_Task set_.
(a) Answer these from the thread on the lld loadable-segments watermark:
(i) Where is this topic also being discussed?
(ii) What does the team always map .note.llvm.watermark to, and by what means?
(iii) Which option can keep the watermark section when --strip-all is used and the section is not mapped to a segment?
(b) Translate this sentence from the lld watermark thread into German: "Linkers normally place non-SHF_ALLOC sections after SHF_ALLOC ones."
(c) Extend the mailing-list thread on the lld watermark, continuing from its final line.
─── Document extract ───
[llvm-dev] RFC: Loadable segments watermark for lld

Chris Jackson via llvm-dev llvm-dev at lists.llvm.org
Mon Dec 2 10:16:58 PST 2019


There is discussion of this on Phabricator (https://reviews.llvm.org/D66426).
There is no threat model
as this is not a security feature. We are trying to detect post-link
modifications that result
in a binary that relies on incidental details of the OS. Reliance on these
details may impair future
work on the platform. Also, if post-link modifications are detected then we
may be able to identify
functionality that is lacking in our platform.

On Fri, Nov 29, 2019 at 1:32 PM Jake Ehrlich <jakehehrlich at google.com>
wrote:

> Could you clarify the threat model? Are we preventing bugs or malicious
> attackers?
>
> On Fri, Nov 29, 2019, 3:58 AM Chris Jackson via llvm-dev <
> llvm-dev at lists.llvm.org> wrote:
>
>> The whole point of the watermark is to show that no post-link
>> modifications have been made, and if the watermark itself is added
>> post-link, it does not achieve this aim: someone could either
>> deliberately or accidentally add a step prior to the watermarking happening.
>>
>> In our case we always map .note.llvm.watermark to a PT_NOTE segment with
>> a linker script. Thus, llvm-objcopy --strip-all does not discard the
>> section. If --strip-all is used when the section is not mapped to a
>> segment, --keep-section can be used to preserve the watermark section.
>>
>> On Wed, Nov 27, 2019 at 7:40 PM Fāng-ruì Sòng <maskray at google.com> wrote:
>>
>>> From previous reviews I recall that .note.llvm.watermark is a
>>> non-SHF_ALLOC section. Linkers normally place non-SHF_ALLOC sections after
>>> SHF_ALLOC ones. I think a post-link tool can be used to append
>>> .note.llvm.watermark to an ELF file. It just needs to update tens to a few
>>> hundred bytes (section header table+content of .note.llvm.watermark),
>>> assuming the position of .note.llvm.watermark does not matter.
─── Provided material ───
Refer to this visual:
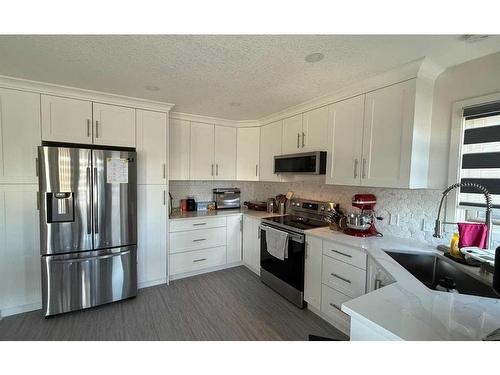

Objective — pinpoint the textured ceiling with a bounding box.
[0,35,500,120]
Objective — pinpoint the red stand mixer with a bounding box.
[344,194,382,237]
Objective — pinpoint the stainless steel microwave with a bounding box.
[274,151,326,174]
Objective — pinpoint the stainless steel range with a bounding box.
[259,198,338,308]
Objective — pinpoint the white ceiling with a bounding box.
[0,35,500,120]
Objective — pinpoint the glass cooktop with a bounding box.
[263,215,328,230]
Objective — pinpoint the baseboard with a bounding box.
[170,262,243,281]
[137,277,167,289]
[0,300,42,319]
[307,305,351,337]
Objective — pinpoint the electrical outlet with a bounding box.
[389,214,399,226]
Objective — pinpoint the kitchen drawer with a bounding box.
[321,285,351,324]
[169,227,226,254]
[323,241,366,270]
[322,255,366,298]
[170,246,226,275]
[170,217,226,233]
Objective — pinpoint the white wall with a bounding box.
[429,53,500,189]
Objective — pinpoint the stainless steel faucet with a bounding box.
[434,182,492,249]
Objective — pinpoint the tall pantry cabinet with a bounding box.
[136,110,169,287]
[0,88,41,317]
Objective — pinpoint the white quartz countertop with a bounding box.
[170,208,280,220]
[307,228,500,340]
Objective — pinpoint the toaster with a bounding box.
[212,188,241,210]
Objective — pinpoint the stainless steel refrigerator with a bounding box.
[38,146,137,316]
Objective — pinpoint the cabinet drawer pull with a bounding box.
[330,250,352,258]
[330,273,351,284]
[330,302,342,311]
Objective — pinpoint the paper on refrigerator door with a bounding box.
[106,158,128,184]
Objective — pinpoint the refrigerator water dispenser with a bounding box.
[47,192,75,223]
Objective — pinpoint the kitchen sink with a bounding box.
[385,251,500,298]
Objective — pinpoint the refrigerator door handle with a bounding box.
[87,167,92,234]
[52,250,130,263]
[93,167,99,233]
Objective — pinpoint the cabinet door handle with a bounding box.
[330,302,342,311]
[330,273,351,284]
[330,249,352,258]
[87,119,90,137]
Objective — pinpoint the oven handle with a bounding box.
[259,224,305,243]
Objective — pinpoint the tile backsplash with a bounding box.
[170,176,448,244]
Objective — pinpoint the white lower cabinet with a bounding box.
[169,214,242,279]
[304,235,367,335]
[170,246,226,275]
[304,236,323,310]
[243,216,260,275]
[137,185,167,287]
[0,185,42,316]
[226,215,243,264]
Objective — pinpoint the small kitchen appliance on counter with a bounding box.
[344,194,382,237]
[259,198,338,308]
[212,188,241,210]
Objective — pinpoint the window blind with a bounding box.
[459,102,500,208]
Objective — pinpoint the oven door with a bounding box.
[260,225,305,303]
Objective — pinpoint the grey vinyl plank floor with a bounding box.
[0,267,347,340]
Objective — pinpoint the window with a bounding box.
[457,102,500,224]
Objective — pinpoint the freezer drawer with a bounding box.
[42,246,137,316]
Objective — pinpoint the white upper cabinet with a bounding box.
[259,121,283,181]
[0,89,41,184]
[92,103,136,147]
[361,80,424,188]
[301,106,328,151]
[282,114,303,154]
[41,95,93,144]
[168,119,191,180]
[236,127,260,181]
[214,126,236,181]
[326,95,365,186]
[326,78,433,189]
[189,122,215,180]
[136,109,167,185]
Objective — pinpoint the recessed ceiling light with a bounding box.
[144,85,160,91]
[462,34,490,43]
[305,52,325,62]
───
_Outputs by task_.
(a)
(i) On Phabricator, at https://reviews.llvm.org/D66426.
(ii) A PT_NOTE segment, using a linker script.
(iii) --keep-section.

(b) Linker platzieren Nicht-SHF_ALLOC-Abschnitte normalerweise nach den SHF_ALLOC-Abschnitten.

(c)
>>>
>>> I feel that the reasoning of building .note.llvm.watermark being an lld
>>> feature is not sufficiently strong. Does it need to be fast? (A benchmark
>>> measuring the performance will be useful.) .note.llvm.watermark seems to be
>>> only used in releases. Releases naturally involve a lot of preparation and
>>> verification. I can't imagine that running a post-link tool can be a
>>> bottleneck. During development .note.llvm.watermark is probably not very
>>> useful.
>>>
>>> If .note.llvm.watermark is indeed non-SHF_ALLOC, it can be discarded by
>>> llvm-objcopy/llvm-strip --strip-all, but not by --strip-all-gnu
>>> (objcopy/strip --strip-all). Is this an expected modification?
>>>
>>> If we reach the consensus that this section is useful, llvm-objcopy may
>>> be the right place to implement the update/verification features. If the
>>> performance is really critical (see my question mentioned before), we
>>> probably need to make llvm-objcopy's in-place update fast by not
>>> overwriting contents that are not changed.
>>>
>>> > *Is computing memory-mapped sections strong enough to detect
>>> post-link modifications?*
>>>
>>> In most cases, yes. A lot of people (including me) hold the opinion that
>>> non-SHF_ALLOC parts should not affect runtime execution. There are some
>>> counter-examples (runtime introspection), though. 1) The non-SHF_ALLOC
>>> .ARM.attributes (https://reviews.llvm.org/D69188) is used by Debian
>>> patched glibc ld.so. 2) The .ctf developers intend .ctf to be
>>> non-strippable https://sourceware.org/ml/binutils/2019-09/msg00209.html (see
>>> the thread in October; I even implemented objcopy --keep-section for them
>>> but I may likely lose the battle).
>>>
>>>
>>> On Tue, Nov 26, 2019 at 11:15 PM Jake Ehrlich via llvm-dev <
>>> llvm-dev at lists.llvm.org> wrote:
>>>
>>>> The ELF file header isn't always covered by a segment but still affects
>>>> loading. I think everything else that effects loading/dynamic linking is
>>>> always covered by a PT_LOAD segment. As evidence this is basically what
>>>> --strip-sections in llvm-strip and eu-strip do and they produce perfectly
>>>> runnable binaries.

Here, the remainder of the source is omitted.